_Data section_:

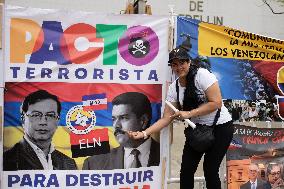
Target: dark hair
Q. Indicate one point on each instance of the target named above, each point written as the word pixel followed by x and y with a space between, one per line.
pixel 191 100
pixel 38 96
pixel 140 104
pixel 270 167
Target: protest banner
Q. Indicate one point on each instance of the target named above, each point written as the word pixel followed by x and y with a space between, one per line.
pixel 86 61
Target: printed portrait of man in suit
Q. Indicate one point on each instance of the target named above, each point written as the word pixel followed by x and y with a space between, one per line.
pixel 131 112
pixel 40 112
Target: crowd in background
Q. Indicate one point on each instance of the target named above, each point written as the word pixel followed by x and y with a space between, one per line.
pixel 245 110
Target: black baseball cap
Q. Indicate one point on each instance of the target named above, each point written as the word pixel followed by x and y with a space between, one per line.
pixel 178 53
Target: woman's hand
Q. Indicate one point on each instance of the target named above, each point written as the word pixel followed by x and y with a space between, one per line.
pixel 181 115
pixel 135 135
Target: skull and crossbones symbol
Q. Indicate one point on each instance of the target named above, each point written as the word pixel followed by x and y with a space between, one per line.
pixel 139 46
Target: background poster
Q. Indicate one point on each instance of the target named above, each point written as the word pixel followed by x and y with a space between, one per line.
pixel 249 67
pixel 261 146
pixel 86 62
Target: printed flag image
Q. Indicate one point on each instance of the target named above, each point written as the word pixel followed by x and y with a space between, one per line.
pixel 280 100
pixel 93 143
pixel 95 102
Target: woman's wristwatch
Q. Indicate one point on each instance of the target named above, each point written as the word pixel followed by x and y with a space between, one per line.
pixel 145 134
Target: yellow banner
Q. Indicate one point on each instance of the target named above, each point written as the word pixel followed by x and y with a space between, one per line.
pixel 220 41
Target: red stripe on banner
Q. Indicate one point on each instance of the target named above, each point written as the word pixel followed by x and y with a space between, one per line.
pixel 281 109
pixel 73 92
pixel 95 107
pixel 97 134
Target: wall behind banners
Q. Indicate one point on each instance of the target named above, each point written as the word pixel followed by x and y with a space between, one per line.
pixel 42 51
pixel 253 15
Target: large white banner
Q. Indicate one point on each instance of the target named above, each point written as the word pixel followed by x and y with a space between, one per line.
pixel 62 46
pixel 87 62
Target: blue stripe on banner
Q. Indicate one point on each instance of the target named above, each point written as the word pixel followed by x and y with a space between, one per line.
pixel 94 96
pixel 12 113
pixel 280 99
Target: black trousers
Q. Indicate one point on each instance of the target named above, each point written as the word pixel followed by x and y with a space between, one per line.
pixel 212 159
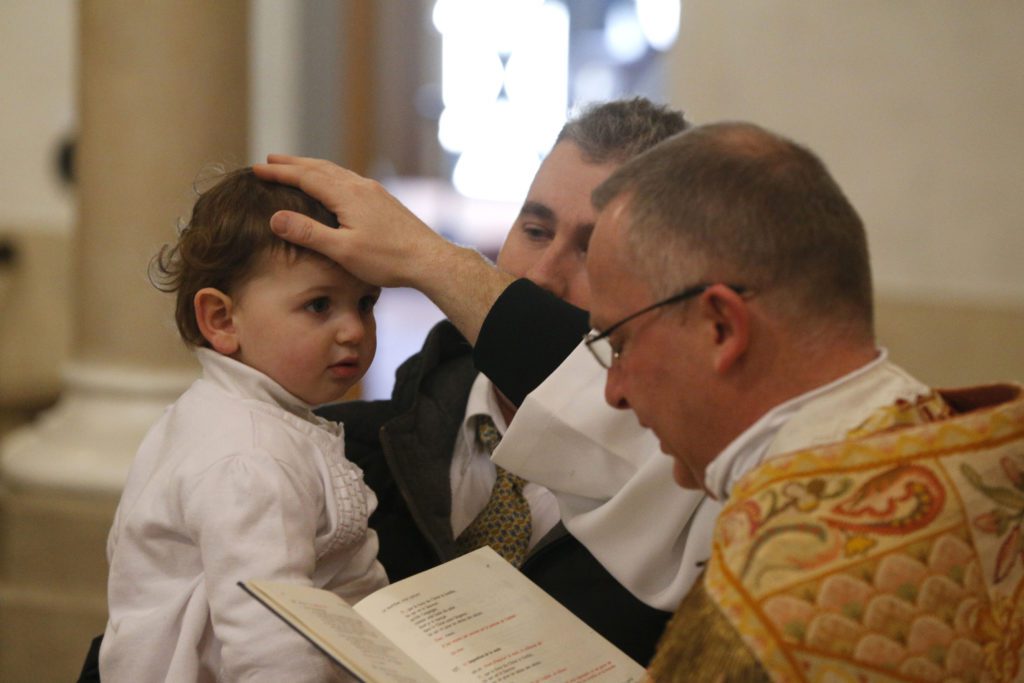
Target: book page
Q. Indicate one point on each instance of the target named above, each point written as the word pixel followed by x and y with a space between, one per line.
pixel 477 619
pixel 338 631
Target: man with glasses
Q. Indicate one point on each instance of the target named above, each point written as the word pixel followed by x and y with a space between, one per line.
pixel 861 537
pixel 420 451
pixel 871 525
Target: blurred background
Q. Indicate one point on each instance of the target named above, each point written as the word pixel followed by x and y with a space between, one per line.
pixel 110 110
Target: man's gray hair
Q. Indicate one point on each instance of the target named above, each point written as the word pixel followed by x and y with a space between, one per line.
pixel 736 204
pixel 621 129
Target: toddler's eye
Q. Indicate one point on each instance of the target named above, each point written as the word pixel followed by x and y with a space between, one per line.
pixel 368 302
pixel 318 305
pixel 536 232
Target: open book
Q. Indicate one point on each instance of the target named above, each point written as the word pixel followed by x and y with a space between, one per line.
pixel 474 619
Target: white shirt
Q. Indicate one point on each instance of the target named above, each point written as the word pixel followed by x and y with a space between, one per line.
pixel 473 474
pixel 615 488
pixel 238 480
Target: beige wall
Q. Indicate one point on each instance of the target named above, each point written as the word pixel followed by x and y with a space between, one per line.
pixel 916 108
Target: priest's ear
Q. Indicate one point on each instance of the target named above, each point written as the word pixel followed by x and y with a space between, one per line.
pixel 214 314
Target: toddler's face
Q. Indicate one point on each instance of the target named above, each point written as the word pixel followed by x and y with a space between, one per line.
pixel 308 325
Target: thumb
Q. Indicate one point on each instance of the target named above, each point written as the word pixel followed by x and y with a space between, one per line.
pixel 302 230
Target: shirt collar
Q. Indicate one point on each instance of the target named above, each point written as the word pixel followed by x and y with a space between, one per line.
pixel 751 447
pixel 482 401
pixel 241 380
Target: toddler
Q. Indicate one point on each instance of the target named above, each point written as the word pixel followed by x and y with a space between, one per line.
pixel 239 479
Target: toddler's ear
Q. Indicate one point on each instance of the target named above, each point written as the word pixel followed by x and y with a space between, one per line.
pixel 214 314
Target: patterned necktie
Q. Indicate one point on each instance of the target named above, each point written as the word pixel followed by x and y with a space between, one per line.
pixel 504 523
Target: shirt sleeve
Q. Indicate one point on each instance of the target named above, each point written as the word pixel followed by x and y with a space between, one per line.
pixel 526 334
pixel 255 517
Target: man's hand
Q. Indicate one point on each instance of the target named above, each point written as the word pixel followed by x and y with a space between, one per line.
pixel 382 242
pixel 385 243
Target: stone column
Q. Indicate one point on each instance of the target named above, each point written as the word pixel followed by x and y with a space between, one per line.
pixel 163 92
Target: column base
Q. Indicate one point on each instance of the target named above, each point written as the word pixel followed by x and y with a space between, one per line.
pixel 85 443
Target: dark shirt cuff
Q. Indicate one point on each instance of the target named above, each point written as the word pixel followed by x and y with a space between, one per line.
pixel 525 336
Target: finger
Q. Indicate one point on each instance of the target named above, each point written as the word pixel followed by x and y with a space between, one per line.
pixel 286 173
pixel 305 231
pixel 290 159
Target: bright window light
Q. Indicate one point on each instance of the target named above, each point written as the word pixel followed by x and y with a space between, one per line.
pixel 623 36
pixel 659 22
pixel 505 89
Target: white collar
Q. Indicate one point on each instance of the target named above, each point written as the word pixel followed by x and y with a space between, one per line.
pixel 752 446
pixel 240 380
pixel 482 400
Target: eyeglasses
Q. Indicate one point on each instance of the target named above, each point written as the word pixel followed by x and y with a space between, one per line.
pixel 598 343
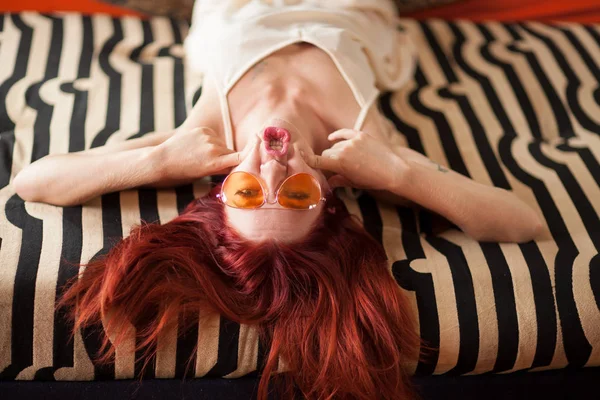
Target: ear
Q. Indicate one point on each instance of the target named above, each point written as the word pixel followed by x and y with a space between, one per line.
pixel 339 181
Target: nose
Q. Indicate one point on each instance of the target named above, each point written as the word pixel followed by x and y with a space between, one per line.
pixel 273 172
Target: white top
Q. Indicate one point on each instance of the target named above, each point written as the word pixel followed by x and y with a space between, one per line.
pixel 228 37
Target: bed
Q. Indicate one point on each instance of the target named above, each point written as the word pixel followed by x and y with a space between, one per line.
pixel 515 105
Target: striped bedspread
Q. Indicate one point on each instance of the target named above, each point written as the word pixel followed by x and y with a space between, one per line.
pixel 511 105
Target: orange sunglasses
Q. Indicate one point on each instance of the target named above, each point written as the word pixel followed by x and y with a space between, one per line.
pixel 244 190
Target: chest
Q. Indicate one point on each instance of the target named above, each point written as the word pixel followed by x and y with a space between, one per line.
pixel 303 74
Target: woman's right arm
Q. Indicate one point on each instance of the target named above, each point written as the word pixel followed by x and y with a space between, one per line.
pixel 73 178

_Exercise goal_:
Which lines of the records above contain the word "column"? Report each one.

_Result for this task_:
Target: stone column
Target: column base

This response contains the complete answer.